2. The connector of claim 1, further including a ground bar supported by said housing, the ground bar having a plurality of first and second openings disposed therein, said first openings and said second openings being offset from each other in side-by-side order for receiving tines of said respective first and second cable holders.
3. The connector of claim 1, further including a ground bar supported by said housing, the ground bar being spaced apart from said cable shields, said ground bar including a plurality of openings disposed therein, and said ground bar openings receive tines of said cable holders.
4. The connector of claim 1, wherein said cable holders include a backbone supporting said pair of tines which project therefrom to define a cantilevered double-tined portion that straddles and grasps one of said cables by a pinching action.
5. The connector of claim 1, further including a conductive shell supported by said housing body portion, the shell including an opening disposed therein, further including a ground bar supported by said housing, the ground bar including an opening disposed therein, said shell being spaced apart from said ground bar and receives one of said cables therebetween, and said cable holder is positioned through said shell opening, and the cable holder pair of tines grasps one of said cables and is positioned through said ground bar opening such that said cable is connected to each of said shell, said cable holder and said ground bar.

Items drawn from a data source
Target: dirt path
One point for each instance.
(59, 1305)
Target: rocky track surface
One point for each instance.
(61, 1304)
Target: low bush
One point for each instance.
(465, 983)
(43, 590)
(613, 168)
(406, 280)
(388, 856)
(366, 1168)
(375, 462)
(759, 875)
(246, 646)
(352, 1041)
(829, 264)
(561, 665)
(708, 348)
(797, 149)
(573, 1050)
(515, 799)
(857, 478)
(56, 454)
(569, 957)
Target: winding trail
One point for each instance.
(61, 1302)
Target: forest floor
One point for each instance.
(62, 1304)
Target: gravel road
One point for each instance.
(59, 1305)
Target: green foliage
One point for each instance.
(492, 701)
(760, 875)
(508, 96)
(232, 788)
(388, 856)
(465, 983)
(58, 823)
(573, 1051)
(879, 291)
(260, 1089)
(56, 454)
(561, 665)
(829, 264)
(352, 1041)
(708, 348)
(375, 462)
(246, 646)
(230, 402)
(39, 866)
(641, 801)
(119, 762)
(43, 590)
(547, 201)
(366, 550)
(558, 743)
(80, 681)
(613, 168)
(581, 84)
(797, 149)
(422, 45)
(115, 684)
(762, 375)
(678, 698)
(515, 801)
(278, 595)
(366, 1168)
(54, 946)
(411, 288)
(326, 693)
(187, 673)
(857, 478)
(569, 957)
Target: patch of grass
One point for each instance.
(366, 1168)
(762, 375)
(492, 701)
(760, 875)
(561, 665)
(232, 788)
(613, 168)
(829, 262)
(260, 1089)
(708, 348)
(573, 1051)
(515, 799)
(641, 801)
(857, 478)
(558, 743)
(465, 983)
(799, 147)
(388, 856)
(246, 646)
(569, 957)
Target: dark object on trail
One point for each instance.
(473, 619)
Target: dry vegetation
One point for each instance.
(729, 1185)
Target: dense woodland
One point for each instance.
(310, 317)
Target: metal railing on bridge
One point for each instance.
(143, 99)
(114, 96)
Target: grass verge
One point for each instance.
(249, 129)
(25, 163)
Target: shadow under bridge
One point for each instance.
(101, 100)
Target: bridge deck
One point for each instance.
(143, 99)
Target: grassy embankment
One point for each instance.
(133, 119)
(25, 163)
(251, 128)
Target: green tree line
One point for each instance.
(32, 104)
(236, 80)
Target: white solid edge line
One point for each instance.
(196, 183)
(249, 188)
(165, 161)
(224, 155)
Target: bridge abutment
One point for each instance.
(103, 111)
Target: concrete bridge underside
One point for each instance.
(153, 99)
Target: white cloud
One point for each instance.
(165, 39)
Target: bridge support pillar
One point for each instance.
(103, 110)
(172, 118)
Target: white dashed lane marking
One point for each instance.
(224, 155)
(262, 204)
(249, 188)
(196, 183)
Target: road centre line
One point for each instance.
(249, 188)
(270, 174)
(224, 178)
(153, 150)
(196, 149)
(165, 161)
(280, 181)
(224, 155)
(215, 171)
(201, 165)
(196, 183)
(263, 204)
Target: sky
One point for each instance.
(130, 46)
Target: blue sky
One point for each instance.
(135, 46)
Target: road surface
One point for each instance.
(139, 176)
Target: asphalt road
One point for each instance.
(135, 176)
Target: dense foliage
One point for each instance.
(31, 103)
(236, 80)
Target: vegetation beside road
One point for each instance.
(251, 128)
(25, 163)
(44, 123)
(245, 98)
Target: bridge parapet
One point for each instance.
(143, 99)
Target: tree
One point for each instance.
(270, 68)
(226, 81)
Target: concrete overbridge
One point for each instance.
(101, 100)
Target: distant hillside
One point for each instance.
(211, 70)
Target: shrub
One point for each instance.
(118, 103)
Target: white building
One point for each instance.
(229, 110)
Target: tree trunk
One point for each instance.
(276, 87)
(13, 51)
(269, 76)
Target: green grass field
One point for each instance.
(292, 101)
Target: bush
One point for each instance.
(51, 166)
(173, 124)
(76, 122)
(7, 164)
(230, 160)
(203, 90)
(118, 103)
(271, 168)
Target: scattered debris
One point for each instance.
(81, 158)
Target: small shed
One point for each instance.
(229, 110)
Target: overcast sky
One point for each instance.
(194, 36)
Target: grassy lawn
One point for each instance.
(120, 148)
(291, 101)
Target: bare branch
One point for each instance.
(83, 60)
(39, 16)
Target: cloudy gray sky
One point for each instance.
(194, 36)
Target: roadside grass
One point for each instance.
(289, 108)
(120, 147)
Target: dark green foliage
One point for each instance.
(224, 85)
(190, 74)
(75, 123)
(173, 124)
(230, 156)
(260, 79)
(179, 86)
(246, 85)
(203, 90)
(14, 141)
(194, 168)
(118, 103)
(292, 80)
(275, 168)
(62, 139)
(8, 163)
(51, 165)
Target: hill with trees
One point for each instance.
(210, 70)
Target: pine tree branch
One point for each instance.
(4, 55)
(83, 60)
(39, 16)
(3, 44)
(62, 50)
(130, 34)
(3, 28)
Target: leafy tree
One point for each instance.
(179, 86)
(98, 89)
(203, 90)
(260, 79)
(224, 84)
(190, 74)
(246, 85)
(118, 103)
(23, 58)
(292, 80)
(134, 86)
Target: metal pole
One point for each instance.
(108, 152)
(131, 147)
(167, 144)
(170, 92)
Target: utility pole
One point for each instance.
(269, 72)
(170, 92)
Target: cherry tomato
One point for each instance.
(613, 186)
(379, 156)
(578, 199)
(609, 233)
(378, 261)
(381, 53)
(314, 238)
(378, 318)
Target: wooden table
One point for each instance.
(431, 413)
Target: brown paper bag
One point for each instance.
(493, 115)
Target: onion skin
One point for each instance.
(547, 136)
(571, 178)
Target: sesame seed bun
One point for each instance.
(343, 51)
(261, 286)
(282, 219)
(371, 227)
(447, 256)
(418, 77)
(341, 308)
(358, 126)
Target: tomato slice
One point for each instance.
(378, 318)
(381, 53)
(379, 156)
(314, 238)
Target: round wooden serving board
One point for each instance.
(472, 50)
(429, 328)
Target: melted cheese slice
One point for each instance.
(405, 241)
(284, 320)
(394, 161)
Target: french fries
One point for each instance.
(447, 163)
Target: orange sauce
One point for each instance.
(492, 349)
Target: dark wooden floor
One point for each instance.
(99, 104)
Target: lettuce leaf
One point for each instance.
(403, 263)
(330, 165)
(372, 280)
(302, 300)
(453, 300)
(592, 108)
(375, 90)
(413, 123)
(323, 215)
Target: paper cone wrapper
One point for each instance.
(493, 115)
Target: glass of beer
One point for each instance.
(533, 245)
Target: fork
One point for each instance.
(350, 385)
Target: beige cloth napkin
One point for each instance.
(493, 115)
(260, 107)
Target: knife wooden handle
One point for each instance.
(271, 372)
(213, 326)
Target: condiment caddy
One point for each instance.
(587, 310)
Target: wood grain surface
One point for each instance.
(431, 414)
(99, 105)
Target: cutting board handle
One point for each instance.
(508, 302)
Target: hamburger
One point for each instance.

### [Exercise tasks]
• 1. Which lines of the records contain the word "foliage"? Return every one of them, treating case as significant.
• 2. Write what comes next in the patent claims about the cable connector, picking up after the last claim shown.

### [Exercise results]
• 1.
Target: green foliage
Target: dense foliage
Target: dark green foliage

• 2.
6. The connector of claim 5, wherein said cable holder includes a backbone from which said pair of tines extends, said opening of the shell is a slot that accommodates said cable holder backbone so that the cable holder does not project substantially beyond said shell so as to minimize the height of the connector.
7. The connector of claim 4, wherein said pair of tines have one end fixed to the backbone and the other end free so as to provide the cantilevered double-tined portion.
8. The connector of claim 5, wherein said shell includes a plurality of said openings which include odd-numbered through holes arranged in side-by-side order and even-numbered through holes arranged in side-by-side order, said ground bar includes a plurality of said openings which include odd-numbered openings arranged in side-by-side order and even-numbered openings arranged in side-by-side order, said odd-numbered shell through holes and said odd-numbered ground bar openings being in front-to-rear alignment with each other, and said even-numbered shell through holes and said even-numbered ground bar openings being in front-to-rear alignment with each other.
9. The connector according to claim 8, wherein said first set of cable holders is in front-to-rear alignment with said odd-numbered through holes and with said odd-numbered ground bar openings and serves to hold odd-numbered ones of said cables, and a second set of the cable holders serves to hold the even-numbered cables, and wherein said second set of cable holders is in front-to-rear alignment with said even-numbered through holes and with said even-numbered ground bar openings and serves to hold even-numbered ones of said cables.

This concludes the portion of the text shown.